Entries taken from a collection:

*** Begin section ***

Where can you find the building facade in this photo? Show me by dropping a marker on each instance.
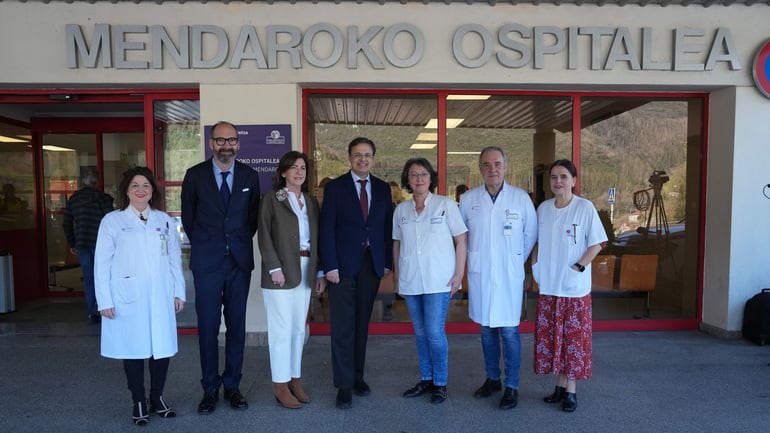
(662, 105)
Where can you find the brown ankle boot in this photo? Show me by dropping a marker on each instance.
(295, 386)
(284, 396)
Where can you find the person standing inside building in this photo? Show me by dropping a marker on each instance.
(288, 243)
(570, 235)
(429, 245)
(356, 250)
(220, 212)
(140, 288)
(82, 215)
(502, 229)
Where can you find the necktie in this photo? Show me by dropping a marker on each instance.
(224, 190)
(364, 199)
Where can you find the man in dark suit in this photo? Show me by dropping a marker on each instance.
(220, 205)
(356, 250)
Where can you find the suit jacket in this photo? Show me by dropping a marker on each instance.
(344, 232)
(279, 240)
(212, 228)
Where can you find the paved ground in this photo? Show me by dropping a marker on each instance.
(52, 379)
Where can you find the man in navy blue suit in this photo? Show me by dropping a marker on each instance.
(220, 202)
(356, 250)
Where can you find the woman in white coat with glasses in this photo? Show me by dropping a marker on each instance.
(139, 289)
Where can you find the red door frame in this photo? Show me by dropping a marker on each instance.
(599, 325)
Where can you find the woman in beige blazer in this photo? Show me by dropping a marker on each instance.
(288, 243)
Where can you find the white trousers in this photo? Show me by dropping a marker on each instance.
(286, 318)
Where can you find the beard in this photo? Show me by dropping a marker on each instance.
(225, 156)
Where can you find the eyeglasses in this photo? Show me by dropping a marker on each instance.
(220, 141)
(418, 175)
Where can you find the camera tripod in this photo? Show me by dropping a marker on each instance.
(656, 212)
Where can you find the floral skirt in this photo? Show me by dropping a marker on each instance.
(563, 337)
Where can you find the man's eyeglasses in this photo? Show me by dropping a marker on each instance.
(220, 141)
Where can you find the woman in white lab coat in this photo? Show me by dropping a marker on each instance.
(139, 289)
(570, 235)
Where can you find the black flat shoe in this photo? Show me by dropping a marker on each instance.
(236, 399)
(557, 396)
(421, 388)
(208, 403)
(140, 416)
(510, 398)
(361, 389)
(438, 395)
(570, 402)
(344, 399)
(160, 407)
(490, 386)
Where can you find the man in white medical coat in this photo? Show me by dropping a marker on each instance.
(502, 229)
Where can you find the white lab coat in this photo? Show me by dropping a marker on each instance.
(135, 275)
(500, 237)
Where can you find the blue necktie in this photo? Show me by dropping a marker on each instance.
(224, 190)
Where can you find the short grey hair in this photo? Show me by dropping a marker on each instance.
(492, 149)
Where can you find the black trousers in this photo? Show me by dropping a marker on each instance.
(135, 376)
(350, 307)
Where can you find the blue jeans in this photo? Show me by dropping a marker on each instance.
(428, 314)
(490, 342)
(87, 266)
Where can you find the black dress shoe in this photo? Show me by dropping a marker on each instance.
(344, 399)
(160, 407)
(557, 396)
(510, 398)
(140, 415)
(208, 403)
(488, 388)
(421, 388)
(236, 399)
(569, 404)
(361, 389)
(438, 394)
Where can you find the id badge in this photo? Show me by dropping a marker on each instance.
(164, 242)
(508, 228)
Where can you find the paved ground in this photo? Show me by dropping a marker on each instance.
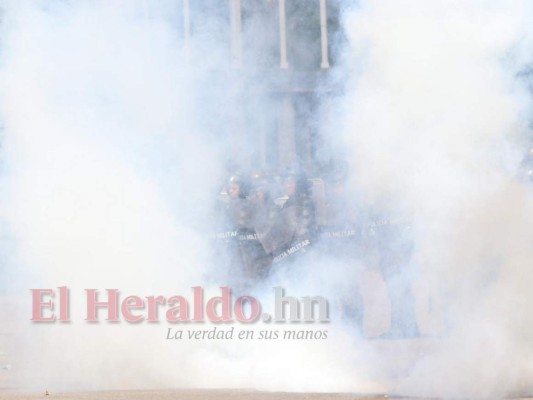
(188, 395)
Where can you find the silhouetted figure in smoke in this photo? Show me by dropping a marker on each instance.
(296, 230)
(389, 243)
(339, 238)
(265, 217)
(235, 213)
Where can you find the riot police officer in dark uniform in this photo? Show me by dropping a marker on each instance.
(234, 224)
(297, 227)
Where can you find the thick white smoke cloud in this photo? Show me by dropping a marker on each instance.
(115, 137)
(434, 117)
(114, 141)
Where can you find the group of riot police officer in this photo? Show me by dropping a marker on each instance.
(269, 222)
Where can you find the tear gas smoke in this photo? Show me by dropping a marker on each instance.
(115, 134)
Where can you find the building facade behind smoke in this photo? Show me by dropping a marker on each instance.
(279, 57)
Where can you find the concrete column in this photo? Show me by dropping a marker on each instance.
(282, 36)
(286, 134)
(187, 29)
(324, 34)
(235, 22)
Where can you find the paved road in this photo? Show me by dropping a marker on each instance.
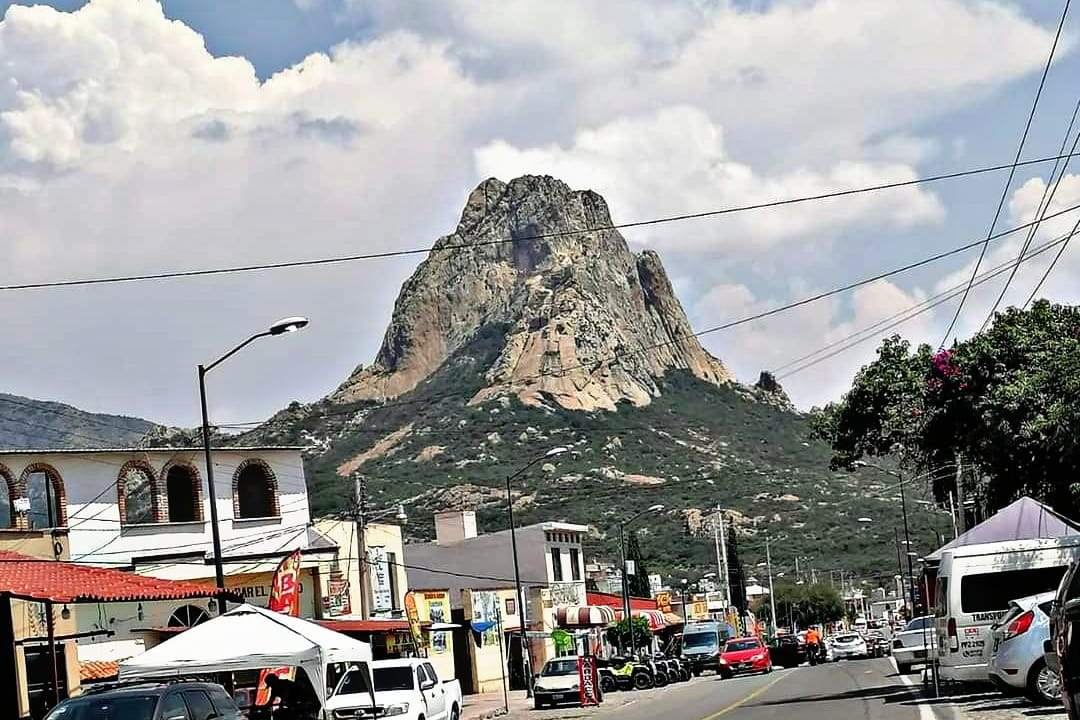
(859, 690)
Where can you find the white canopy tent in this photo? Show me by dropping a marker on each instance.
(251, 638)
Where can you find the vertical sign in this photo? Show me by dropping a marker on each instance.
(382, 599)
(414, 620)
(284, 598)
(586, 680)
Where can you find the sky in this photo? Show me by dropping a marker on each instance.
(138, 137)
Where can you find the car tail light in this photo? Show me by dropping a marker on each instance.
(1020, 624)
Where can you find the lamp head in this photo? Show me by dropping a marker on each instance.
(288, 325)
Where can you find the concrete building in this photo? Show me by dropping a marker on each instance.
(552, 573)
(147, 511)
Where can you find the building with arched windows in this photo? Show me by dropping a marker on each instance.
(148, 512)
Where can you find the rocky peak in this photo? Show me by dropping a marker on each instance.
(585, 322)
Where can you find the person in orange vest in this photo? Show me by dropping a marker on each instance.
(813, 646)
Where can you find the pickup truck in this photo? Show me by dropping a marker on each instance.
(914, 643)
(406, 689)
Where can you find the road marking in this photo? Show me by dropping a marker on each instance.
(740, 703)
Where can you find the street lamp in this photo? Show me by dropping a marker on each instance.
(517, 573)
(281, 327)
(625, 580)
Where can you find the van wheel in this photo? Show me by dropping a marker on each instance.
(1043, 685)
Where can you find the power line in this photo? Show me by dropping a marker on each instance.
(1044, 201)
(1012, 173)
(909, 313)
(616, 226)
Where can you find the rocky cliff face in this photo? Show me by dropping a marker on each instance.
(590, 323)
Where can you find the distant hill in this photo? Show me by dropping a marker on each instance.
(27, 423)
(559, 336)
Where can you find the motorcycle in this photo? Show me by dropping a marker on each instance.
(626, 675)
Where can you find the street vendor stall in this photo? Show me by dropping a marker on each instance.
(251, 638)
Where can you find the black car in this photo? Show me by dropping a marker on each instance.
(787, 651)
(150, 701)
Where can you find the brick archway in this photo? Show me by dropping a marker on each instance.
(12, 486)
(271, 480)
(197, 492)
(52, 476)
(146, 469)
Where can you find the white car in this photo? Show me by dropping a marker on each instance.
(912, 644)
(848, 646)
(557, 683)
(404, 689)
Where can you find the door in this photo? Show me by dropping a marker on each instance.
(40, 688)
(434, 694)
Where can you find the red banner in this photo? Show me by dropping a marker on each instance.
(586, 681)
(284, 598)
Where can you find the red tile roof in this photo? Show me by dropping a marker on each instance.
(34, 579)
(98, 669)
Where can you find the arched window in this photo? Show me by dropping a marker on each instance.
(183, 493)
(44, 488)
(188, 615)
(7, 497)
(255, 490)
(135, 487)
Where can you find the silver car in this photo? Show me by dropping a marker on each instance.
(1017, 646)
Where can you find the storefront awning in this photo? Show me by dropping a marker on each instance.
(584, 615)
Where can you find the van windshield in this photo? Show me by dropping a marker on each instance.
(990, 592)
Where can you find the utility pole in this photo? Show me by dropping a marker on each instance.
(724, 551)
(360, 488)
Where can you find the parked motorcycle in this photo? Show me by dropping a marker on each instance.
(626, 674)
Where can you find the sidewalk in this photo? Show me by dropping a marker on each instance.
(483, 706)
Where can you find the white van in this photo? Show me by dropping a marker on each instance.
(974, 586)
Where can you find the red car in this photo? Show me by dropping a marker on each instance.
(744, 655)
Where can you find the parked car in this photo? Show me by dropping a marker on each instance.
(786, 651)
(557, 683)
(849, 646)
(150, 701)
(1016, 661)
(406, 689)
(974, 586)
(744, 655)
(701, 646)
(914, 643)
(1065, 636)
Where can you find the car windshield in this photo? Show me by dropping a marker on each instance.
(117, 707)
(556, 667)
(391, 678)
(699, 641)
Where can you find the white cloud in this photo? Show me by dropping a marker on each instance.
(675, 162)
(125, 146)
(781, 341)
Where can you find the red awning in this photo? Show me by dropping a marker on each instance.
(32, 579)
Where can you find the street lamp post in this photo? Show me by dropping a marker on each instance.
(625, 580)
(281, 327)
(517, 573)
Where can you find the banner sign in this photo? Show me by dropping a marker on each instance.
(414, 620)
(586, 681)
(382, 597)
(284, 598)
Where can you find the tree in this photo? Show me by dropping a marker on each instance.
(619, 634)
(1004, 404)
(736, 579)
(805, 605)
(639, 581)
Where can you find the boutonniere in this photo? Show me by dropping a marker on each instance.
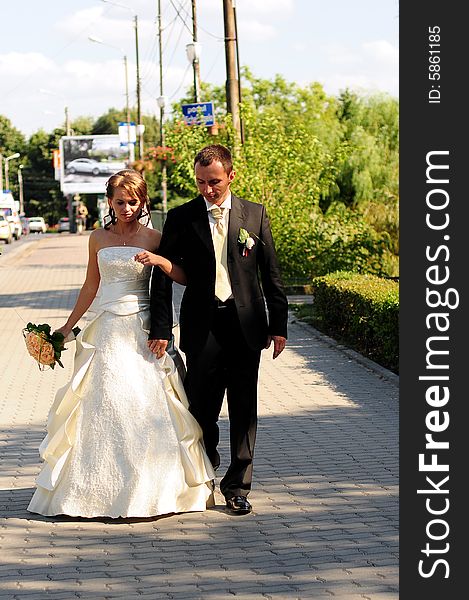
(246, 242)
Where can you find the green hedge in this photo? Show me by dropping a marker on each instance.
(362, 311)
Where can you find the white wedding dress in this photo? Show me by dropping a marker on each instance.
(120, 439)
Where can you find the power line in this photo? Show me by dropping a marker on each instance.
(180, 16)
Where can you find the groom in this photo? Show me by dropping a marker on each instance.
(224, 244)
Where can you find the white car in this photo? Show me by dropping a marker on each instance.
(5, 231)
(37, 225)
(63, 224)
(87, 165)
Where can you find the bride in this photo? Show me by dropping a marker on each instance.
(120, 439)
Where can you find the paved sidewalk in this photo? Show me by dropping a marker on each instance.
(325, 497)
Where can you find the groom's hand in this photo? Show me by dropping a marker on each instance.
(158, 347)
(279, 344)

*** End section ***

Exercise requirements: Reproduce the final stretch of the data above: every line from the one holding "Where can you find the groom's" through the end, inclusive, exactly as written and nothing else.

Solution to this exercise:
Where can you find the groom's hand in this photo? Show me by dropping a marker on each instance.
(158, 347)
(279, 344)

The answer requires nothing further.